- [Task details]: Return every line of the listing, exactly as it reads.

- [Information shown]:
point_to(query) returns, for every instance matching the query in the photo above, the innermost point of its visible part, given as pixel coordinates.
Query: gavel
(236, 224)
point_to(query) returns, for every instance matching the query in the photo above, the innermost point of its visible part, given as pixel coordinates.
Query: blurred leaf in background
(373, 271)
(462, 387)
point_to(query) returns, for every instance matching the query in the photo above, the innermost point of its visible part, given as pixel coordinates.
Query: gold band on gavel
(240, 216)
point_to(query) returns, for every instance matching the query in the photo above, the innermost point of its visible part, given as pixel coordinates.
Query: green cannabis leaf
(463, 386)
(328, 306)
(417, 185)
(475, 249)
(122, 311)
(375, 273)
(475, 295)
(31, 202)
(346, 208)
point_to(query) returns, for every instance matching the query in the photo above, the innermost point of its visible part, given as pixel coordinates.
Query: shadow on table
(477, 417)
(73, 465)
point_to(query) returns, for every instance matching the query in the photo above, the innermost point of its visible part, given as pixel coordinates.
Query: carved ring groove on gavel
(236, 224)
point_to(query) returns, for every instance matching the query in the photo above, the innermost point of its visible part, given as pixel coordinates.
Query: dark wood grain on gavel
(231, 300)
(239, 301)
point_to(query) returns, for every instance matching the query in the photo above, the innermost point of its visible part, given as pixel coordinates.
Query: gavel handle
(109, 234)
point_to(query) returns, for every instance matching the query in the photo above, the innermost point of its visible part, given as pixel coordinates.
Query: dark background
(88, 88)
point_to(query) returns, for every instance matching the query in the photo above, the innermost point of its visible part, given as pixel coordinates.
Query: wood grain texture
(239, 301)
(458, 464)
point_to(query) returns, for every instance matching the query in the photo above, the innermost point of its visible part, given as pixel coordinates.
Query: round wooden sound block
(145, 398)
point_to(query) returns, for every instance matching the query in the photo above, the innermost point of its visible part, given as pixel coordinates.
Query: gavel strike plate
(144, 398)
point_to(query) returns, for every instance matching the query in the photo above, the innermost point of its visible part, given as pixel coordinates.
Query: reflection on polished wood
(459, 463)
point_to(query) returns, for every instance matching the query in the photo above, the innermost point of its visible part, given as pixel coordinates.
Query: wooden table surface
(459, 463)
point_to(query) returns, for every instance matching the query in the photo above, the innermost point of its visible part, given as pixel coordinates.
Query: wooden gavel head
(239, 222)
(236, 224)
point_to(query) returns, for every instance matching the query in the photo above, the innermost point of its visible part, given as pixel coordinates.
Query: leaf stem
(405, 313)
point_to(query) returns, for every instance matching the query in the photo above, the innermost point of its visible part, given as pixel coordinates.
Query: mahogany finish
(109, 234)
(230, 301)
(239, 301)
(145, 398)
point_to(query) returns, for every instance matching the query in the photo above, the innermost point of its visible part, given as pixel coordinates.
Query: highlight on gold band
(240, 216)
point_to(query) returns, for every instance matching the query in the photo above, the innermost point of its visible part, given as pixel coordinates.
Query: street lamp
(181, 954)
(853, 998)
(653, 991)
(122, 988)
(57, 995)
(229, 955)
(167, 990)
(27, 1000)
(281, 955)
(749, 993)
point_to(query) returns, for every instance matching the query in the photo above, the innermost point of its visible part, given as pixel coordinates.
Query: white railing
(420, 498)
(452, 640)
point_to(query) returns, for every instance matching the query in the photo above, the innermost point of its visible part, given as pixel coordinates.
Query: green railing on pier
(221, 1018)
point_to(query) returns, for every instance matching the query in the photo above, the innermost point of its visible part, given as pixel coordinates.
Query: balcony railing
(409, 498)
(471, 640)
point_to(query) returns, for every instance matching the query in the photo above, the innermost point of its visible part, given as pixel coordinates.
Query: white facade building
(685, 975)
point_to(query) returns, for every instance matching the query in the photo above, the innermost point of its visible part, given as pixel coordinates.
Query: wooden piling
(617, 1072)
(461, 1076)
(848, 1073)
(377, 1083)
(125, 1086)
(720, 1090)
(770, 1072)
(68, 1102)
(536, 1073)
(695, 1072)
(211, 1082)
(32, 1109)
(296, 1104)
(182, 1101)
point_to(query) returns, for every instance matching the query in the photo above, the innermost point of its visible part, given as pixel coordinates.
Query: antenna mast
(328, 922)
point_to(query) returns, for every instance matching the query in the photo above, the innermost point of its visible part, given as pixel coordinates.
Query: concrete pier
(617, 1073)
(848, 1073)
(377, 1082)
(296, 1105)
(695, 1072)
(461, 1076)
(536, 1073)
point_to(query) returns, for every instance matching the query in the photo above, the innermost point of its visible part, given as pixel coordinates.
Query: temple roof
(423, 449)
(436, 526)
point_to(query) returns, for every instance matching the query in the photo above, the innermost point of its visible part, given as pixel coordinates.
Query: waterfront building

- [Problem solution]:
point_to(query) returns, for every instance matching the query in the photo above, the innermost point of its visible part, given as pixel coordinates.
Query: gavel
(236, 224)
point_to(query) returns, for every instance matching the query in the photo above, the innermost point of its visible part, given as pixel coordinates.
Query: blurred leaf in background
(373, 271)
(462, 387)
point_to(query) returns, for every instance matching the query in the photo above, the innermost point of its visible part, given as pixel coordinates.
Query: gold band on gavel
(240, 216)
point_to(query) returns, for every instance matching the query in the photo above, the innermost point of its visible part, given as pixel coordinates.
Query: green cannabis leaf
(463, 386)
(328, 306)
(417, 185)
(475, 249)
(122, 311)
(375, 273)
(475, 295)
(31, 202)
(346, 208)
point_to(query) returns, for every instance matching the query in the photo above, the innermost point of its visible part, given as pixel coordinates.
Query: shadow on table
(477, 417)
(73, 465)
point_to(query) returns, for every instance matching the query in the photo above, the innermost point of its visible part, given as pixel coordinates.
Query: carved ring groove on gavel
(236, 224)
point_to(query) returns, for every instance matching the query in the photo above, the innermost point of its visible part, given as pixel coordinates.
Query: dark wood grain on gavel
(231, 300)
(239, 301)
point_to(query) returns, for every instance matching the query in the photo above, the innermost point of its visible part, given as pixel coordinates.
Query: gavel handle
(109, 234)
point_to(query) returns, for every instance matching the query in the photo above, the innermost point of its visible part, given as pixel coordinates.
Query: dark background
(88, 88)
point_to(query) returns, for every instance matching the query in the photo above, the innermost point of its visible part, given as pixel coordinates.
Query: wood grain texture
(239, 301)
(458, 464)
point_to(query) returns, for every instance matching the query in the photo above, the innermost point of its visible part, given as pixel coordinates.
Query: round wooden sound block
(145, 398)
point_to(query) returns, for every instance matching the query in the photo above, the innermost point of its visible part, given as pixel coordinates.
Query: gavel strike plate
(144, 398)
point_to(query) returns, for every instance matching the query in the photo above, the innermost point of its visible part, given as pixel coordinates.
Query: reflection on polished wood
(459, 463)
point_to(query) returns, for every instance matching the query in the photo above, the innermost point of its visible part, given as pixel coordinates.
Query: wooden table surface
(459, 463)
point_to(query) returns, for every instance matching the query in the photo above, the innermost point of its visible part, given as pixel coordinates.
Query: wooden gavel head
(239, 222)
(236, 224)
point_to(query) returns, for every instance matching the query in the photo above, the innermost point of its visible part, given as pixel coordinates.
Query: leaf stem
(405, 313)
point_to(query) returns, for every instance matching the query in the photo above, the innermost point of its visible part, given as pixel coordinates.
Query: mahogany finish
(109, 234)
(230, 301)
(239, 301)
(145, 398)
point_to(query) returns, for every instance matching the query in the photo above, the innermost point of its visible part, given as pixel coordinates.
Query: highlight on gold band
(240, 216)
point_to(query) returns, for every instance matching the query in the photo above, the innermost point of its visible part, given as pixel coordinates.
Query: street lamp
(181, 954)
(853, 998)
(653, 991)
(122, 988)
(57, 995)
(229, 955)
(167, 990)
(27, 1000)
(281, 955)
(749, 993)
point_to(query) returns, for every instance matching the query in the photo above, the innermost point of its visible part, given as pixel coordinates.
Query: white railing
(420, 498)
(452, 640)
point_to(query) returns, for every instance matching the query in the photo above, the innermost point of its visible part, given as pixel coordinates.
Query: green railing on pier
(221, 1018)
point_to(query) returns, for every instance matching the query in the photo above, the innermost point of its visible part, given as pixel coordinates.
Query: balcony railing
(409, 498)
(471, 640)
point_to(query) returns, for every instance matching the query in the photo above, the innermost point of its visible part, given as pixel coordinates.
Query: white facade building
(685, 975)
point_to(query) returns, for every instance matching the query in the photo above, the innermost point of its visible part, given as pixel coordinates.
Query: wooden piling
(617, 1072)
(461, 1076)
(848, 1073)
(377, 1083)
(125, 1086)
(720, 1090)
(770, 1072)
(68, 1102)
(536, 1073)
(695, 1072)
(211, 1082)
(32, 1109)
(296, 1104)
(182, 1101)
point_to(query) returns, for every instance matching the query in the photo above, the innermost point of its visible part, given as pixel coordinates.
Query: antenna mast
(328, 922)
point_to(query) returns, for every instance matching the query in the photo above, the innermost point of its visible part, given as pixel coordinates.
Query: concrete pier
(617, 1073)
(848, 1073)
(377, 1082)
(296, 1105)
(695, 1072)
(461, 1076)
(536, 1073)
point_to(query) returns, for every instance matching the query in the photo above, the innermost point of its visible part, given as pixel coordinates.
Query: temple roof
(423, 449)
(436, 526)
point_to(query) returns, for every instance matching the query in the photo above, the innermost point of its visible part, given as pixel coordinates.
Query: waterfront building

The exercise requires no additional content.